## Short problem 1
Rewrite the records from the line containing "In this picture, where can the tan" down to the end of the records, replacing "tire" with "wheel" and changing nothing else. Leave the pictures out of your answer.

Then there are the deal’s investor state dispute settlement (ISDS) provisions. These would give foreign companies the right (not afforded to local firms) to sue the Australian government for regulatory changes aimed at advancing important health, environmental and other social and economic goals.
In this brave new world, regulations to prevent profit shifting by multinational corporations or to mitigate climate change could be subject to legal action – and hefty fines imposed on the Australian government (read: Australian taxpayers). This is precisely the fate that befell the Canadian government and its citizens after it agreed to ISDS provisions in its trade deal with the United States.
In sum, the TPP is not principally – or even largely - about “free trade”. This is precisely why so many people across Australia and around the globe are opposed to it, and precisely why it is so disingenuous of the PM to brand all of its detractors as “anti-free traders” or “protectionists”.
Indeed, if Turnbull’s aim is to signal to the world Australia’s commitment to liberal principles and freer trade, then abandoning the TPP would be a sound first step.
Of course, there may be another reason for Turnbull’s continued pursuit of the TPP: to establish Australia (and Turnbull himself) as a key trade policy maker (rather than taker) in the region; to demonstrate to our regional friends that Australia is capable of leading an ambitious and expansive trade agenda, even in the absence of US sponsorship.
But if this is the aim, then surely it won’t be achieved by continuing to flog a deal so clearly and so closely associated with US corporate and geo-strategic interests (at least as they were understood by the Obama Adminstration).
America’s rejection of the TPP presents a unique opportunity for the Turnbull government: to acknowledge in the face of overwhelming global and local opposition that the international trade agenda has gone off track. If the government’s aim is to become a trade policy maker, not taker, in the region, then an incredible opportunity now exists to do so: by rejecting the TPP and and returning the goal of freer trade to the centre of our nation’s trade policy agenda.

## Material provided
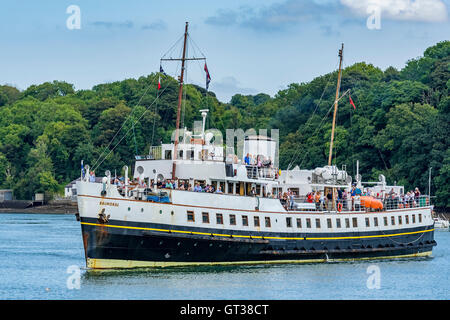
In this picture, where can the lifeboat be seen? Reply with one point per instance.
(371, 202)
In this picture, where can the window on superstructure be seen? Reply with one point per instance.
(318, 223)
(288, 222)
(245, 221)
(308, 222)
(256, 221)
(232, 219)
(219, 218)
(230, 187)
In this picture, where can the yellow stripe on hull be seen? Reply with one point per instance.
(129, 264)
(257, 237)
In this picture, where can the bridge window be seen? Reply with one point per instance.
(191, 216)
(219, 218)
(232, 219)
(256, 221)
(245, 221)
(288, 222)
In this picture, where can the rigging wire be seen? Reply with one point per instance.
(294, 157)
(126, 133)
(123, 124)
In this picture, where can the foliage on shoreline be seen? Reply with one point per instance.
(400, 126)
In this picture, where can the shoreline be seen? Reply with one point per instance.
(50, 208)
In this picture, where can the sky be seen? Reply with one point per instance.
(251, 46)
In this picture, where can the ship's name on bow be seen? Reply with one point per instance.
(105, 203)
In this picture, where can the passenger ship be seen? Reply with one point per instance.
(134, 226)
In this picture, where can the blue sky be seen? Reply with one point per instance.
(251, 46)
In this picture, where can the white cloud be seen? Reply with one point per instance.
(412, 10)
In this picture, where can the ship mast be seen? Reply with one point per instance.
(330, 156)
(180, 96)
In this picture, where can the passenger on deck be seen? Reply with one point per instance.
(197, 188)
(329, 201)
(247, 159)
(291, 199)
(317, 200)
(92, 176)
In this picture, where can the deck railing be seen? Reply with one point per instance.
(154, 154)
(255, 172)
(356, 203)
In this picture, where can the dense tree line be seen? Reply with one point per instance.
(399, 128)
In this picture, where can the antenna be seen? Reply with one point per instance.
(341, 54)
(180, 95)
(204, 113)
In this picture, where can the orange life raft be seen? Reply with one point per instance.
(371, 202)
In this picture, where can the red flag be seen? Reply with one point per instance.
(351, 102)
(208, 77)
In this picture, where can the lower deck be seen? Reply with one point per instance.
(119, 244)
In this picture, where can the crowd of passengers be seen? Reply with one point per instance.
(349, 200)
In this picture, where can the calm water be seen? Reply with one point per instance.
(36, 251)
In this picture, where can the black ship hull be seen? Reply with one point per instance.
(119, 244)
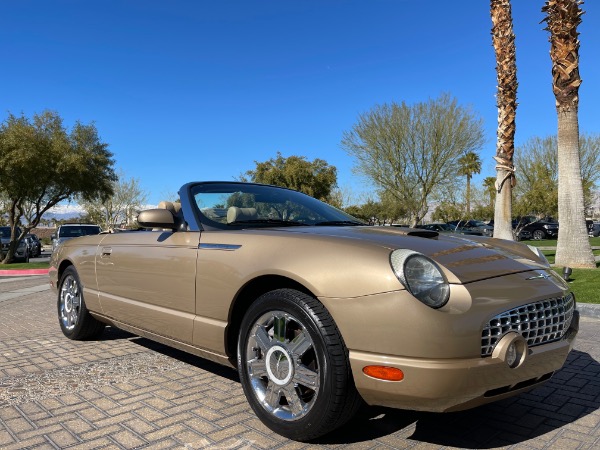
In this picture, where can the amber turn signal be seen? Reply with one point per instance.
(384, 373)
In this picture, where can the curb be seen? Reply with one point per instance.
(589, 310)
(23, 273)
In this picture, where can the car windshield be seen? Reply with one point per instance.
(240, 205)
(78, 230)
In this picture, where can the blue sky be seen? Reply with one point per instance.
(199, 90)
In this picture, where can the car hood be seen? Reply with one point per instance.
(464, 258)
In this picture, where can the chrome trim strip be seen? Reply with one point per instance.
(225, 247)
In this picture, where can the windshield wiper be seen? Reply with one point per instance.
(268, 221)
(338, 223)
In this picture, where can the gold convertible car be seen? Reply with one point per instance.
(319, 312)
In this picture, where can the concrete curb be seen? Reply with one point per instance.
(589, 310)
(23, 273)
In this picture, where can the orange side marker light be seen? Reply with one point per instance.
(384, 373)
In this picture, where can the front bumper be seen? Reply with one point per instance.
(451, 385)
(440, 351)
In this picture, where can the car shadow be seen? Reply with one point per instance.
(188, 358)
(570, 395)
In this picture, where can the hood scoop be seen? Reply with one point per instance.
(405, 231)
(423, 233)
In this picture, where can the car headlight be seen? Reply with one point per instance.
(421, 276)
(539, 254)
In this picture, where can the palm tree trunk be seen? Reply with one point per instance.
(468, 197)
(503, 39)
(573, 245)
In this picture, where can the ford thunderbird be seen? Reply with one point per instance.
(319, 312)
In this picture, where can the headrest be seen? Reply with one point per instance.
(174, 207)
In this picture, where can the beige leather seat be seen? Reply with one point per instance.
(235, 214)
(174, 207)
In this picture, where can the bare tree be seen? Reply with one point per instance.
(412, 152)
(118, 209)
(469, 164)
(562, 18)
(503, 39)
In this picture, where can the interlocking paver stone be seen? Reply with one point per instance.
(124, 392)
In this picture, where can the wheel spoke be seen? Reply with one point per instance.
(306, 377)
(262, 339)
(300, 344)
(272, 395)
(257, 368)
(280, 328)
(295, 403)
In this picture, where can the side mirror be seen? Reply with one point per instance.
(157, 218)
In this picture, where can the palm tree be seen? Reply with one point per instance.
(503, 39)
(489, 185)
(468, 165)
(562, 18)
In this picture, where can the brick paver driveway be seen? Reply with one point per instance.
(127, 392)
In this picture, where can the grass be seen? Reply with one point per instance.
(585, 283)
(594, 242)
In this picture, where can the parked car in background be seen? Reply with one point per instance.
(593, 228)
(319, 311)
(473, 225)
(73, 230)
(442, 227)
(36, 248)
(539, 229)
(22, 252)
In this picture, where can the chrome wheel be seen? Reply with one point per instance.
(69, 303)
(282, 366)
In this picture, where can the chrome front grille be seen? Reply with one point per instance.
(538, 322)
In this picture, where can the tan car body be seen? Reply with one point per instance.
(189, 289)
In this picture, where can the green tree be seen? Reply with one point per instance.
(411, 152)
(317, 178)
(447, 211)
(503, 40)
(127, 198)
(42, 164)
(562, 18)
(468, 165)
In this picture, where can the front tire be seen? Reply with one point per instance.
(294, 366)
(75, 320)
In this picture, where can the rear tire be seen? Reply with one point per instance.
(294, 366)
(75, 320)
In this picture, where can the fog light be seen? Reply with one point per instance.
(512, 349)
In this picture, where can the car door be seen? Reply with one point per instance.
(147, 279)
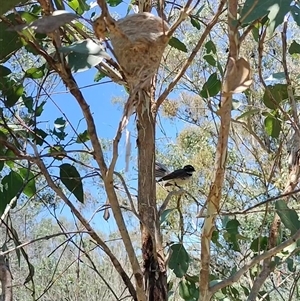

## Short problem 2
Summarize the passage on the TPP in two sentences.

## Complete response 1
In this picture, where can the tan car body be seen? Reply with one point per instance.
(189, 289)
In this picture, where can the green tree be seen? Reply with one point per instance.
(411, 152)
(317, 178)
(447, 211)
(503, 40)
(127, 198)
(42, 164)
(562, 18)
(468, 165)
In this picture, where can the front wheel be seen? Reply with one point per instance.
(294, 366)
(75, 320)
In this picture, where can the rear wheel be seen? Reply with one point per instance.
(294, 366)
(75, 320)
In this picture, where can the fog light be seen? Reply with one point per instance.
(512, 349)
In this picture, where can the car door be seen? Reply with one point per instance.
(147, 279)

## Complete response 2
The TPP's investor state dispute settlement provisions would let foreign companies sue the Australian government over regulatory changes, and the deal is not principally about free trade, so it is disingenuous of the PM to brand its detractors as protectionists. America's rejection of the TPP gives the Turnbull government an opportunity to become a trade policy maker in the region by rejecting the deal and returning freer trade to the center of its trade policy agenda.